- _Given records_
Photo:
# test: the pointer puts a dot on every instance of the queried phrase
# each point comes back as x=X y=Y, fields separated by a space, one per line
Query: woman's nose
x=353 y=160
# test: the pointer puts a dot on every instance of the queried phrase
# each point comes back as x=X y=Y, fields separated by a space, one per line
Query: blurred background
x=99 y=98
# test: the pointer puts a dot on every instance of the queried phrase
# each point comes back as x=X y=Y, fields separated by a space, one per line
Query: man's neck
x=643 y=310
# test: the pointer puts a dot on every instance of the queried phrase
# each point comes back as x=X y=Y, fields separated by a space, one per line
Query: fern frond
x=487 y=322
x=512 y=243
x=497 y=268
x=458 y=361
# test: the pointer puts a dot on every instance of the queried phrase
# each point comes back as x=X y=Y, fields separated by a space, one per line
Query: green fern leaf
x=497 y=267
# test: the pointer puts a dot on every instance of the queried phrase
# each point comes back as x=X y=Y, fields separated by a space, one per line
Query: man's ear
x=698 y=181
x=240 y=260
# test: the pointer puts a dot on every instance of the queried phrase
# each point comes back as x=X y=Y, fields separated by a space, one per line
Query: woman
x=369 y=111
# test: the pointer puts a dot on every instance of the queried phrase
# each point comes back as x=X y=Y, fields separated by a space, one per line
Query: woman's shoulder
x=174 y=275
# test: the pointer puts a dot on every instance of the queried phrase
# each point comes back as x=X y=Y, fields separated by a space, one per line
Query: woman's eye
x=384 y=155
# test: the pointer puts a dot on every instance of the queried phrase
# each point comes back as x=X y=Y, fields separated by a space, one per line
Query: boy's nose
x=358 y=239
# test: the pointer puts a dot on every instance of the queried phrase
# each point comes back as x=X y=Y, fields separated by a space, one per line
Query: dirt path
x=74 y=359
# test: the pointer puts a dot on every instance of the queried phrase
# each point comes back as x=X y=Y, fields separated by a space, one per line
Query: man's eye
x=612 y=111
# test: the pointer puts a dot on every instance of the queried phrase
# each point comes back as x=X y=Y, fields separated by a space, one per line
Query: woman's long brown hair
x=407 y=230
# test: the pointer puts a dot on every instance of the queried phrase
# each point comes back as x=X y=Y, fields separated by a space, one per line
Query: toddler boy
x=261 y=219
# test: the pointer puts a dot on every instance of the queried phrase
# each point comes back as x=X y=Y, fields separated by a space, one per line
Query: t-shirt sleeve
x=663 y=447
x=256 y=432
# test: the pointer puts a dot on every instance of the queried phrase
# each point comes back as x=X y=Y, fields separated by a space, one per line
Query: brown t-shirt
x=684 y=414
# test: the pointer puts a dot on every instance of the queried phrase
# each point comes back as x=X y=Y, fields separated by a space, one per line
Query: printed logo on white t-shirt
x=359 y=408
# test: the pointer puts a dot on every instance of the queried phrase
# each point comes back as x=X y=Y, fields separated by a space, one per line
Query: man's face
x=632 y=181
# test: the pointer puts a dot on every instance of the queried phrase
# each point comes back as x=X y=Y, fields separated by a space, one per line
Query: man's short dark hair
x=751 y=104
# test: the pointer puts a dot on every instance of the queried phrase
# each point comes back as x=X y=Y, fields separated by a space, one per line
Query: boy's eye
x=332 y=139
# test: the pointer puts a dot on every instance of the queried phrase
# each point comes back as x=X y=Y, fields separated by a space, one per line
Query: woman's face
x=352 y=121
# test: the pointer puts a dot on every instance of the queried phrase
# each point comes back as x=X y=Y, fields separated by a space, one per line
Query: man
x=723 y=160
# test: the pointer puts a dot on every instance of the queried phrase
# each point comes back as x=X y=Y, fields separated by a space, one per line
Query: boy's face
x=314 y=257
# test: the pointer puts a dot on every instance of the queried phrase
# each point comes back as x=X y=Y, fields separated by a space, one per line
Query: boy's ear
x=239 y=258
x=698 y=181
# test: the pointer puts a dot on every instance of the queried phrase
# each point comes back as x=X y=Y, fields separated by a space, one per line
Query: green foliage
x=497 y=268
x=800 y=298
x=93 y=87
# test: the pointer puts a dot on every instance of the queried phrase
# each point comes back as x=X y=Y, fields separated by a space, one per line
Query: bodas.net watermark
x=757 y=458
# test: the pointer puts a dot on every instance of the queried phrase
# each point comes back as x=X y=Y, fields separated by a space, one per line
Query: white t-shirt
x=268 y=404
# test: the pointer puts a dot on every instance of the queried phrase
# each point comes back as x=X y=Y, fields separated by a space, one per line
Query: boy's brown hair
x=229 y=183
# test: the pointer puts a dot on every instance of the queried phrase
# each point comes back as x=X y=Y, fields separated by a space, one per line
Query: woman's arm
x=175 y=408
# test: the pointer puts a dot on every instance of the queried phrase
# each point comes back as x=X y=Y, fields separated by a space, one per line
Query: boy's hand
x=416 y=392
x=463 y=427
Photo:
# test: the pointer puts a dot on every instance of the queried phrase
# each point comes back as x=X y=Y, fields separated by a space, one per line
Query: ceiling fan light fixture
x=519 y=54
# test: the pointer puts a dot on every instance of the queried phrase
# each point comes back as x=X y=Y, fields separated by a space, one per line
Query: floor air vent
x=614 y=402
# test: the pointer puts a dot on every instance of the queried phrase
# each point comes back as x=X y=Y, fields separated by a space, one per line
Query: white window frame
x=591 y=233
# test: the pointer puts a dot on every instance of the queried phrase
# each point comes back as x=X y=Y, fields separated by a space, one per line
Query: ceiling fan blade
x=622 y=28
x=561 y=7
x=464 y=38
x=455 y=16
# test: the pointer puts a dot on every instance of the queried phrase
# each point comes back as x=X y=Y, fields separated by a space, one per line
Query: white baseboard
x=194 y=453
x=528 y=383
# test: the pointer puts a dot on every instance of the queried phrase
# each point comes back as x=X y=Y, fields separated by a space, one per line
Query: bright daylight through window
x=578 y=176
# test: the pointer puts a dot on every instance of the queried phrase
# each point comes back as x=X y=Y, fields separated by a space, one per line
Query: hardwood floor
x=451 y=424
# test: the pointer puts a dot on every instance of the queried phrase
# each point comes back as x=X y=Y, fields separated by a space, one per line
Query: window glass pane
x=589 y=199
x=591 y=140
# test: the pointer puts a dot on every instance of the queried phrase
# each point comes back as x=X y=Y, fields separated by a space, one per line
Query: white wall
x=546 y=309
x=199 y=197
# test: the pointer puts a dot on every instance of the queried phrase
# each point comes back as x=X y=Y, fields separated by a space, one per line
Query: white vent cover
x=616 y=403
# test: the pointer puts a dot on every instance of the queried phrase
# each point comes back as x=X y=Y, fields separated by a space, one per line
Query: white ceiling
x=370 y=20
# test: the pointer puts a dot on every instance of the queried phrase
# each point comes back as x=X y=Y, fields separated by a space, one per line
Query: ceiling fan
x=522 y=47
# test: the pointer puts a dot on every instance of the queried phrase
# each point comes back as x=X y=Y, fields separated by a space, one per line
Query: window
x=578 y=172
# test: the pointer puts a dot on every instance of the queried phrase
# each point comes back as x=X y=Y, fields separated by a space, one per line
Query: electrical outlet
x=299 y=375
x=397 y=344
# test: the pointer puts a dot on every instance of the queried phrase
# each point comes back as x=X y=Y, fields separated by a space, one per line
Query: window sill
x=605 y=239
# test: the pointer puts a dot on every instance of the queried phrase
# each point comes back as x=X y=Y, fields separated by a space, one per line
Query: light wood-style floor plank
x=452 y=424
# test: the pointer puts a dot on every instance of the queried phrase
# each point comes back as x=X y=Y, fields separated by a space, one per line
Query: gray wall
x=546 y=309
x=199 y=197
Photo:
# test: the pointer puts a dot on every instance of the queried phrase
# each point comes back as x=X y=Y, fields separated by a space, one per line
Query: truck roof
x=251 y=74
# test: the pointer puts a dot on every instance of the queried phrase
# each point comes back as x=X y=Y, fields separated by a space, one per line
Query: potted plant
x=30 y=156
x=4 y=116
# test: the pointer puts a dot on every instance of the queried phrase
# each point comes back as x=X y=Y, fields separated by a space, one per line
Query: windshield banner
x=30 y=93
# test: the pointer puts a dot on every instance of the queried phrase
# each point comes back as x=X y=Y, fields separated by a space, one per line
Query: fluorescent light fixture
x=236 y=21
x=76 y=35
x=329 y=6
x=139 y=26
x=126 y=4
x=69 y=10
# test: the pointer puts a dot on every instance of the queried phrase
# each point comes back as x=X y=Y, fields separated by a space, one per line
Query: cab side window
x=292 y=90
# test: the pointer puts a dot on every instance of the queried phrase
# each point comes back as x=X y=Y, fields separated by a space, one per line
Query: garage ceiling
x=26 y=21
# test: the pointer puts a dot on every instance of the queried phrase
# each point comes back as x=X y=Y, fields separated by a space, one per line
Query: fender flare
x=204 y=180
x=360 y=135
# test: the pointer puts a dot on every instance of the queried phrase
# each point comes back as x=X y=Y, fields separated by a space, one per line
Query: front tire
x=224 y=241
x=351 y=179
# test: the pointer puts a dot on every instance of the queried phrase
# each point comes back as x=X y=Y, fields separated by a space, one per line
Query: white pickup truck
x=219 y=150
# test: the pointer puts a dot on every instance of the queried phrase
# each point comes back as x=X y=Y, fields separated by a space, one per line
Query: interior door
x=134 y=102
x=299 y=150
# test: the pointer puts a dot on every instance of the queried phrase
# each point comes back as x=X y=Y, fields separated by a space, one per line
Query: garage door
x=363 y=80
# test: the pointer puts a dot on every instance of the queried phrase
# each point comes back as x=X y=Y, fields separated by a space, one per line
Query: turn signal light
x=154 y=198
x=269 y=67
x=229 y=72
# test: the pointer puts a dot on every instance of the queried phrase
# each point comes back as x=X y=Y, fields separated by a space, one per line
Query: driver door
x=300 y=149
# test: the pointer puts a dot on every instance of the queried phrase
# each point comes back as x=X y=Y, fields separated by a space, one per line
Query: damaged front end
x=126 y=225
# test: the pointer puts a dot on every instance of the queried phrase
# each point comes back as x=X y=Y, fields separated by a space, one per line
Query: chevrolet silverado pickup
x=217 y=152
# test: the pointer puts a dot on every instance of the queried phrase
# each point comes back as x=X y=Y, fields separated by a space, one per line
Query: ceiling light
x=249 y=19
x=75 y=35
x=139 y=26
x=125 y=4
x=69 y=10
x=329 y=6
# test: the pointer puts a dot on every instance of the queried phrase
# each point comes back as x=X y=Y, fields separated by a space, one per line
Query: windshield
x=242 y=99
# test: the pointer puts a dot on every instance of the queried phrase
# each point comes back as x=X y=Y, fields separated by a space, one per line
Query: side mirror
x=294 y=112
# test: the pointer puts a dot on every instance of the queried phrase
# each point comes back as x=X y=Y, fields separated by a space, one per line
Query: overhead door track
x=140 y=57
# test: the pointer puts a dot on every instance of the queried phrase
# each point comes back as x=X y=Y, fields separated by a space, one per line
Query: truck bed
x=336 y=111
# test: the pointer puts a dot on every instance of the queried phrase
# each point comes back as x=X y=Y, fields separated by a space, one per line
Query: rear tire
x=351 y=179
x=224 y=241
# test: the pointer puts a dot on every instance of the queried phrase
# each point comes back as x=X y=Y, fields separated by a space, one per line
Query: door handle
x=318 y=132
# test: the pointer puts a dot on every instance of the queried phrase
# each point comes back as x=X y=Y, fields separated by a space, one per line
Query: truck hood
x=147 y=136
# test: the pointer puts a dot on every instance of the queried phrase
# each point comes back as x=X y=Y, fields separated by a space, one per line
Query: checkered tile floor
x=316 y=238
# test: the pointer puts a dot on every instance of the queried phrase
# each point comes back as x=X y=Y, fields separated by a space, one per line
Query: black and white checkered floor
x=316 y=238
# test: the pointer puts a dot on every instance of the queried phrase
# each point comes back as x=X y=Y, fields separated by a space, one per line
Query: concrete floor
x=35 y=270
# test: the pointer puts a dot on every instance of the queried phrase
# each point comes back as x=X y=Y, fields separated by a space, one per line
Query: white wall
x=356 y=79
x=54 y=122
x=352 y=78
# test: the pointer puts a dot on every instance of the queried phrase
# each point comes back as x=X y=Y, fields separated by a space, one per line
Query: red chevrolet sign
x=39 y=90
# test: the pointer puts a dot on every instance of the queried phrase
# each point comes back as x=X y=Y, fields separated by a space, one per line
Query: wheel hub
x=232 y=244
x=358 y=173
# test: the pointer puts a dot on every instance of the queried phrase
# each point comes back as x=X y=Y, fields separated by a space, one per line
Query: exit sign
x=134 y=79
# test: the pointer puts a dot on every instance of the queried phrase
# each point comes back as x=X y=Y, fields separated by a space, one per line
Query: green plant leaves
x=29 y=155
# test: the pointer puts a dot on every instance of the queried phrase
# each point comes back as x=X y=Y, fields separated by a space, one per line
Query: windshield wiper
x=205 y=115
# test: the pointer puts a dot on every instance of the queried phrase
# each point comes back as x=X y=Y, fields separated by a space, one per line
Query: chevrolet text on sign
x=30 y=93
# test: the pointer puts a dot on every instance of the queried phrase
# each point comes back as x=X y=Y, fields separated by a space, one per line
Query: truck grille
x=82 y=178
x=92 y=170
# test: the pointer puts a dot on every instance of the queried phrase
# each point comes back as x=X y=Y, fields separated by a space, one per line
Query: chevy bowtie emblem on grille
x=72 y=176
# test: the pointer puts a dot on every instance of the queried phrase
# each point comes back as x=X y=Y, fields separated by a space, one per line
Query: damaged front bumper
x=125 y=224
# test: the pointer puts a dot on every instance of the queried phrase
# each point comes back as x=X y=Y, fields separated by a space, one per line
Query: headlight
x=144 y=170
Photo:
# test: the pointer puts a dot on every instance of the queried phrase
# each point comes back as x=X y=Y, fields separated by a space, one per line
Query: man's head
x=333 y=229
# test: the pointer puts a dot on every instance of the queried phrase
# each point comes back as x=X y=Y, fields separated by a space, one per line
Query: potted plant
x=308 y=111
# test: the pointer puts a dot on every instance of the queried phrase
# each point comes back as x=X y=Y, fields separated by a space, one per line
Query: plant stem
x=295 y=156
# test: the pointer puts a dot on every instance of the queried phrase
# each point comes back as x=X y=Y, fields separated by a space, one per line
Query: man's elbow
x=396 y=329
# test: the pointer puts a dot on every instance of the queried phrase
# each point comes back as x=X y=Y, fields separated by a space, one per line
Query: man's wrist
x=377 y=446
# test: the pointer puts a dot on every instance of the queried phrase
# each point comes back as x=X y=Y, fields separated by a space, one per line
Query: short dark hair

- _Problem to solve_
Find every line in the records above that contains the word "window" and copy each one. Case counts.

- _Result for this exercise_
Query: white window frame
Query: bright daylight through window
Query: window glass pane
Query: window
Query: window sill
Query: cab side window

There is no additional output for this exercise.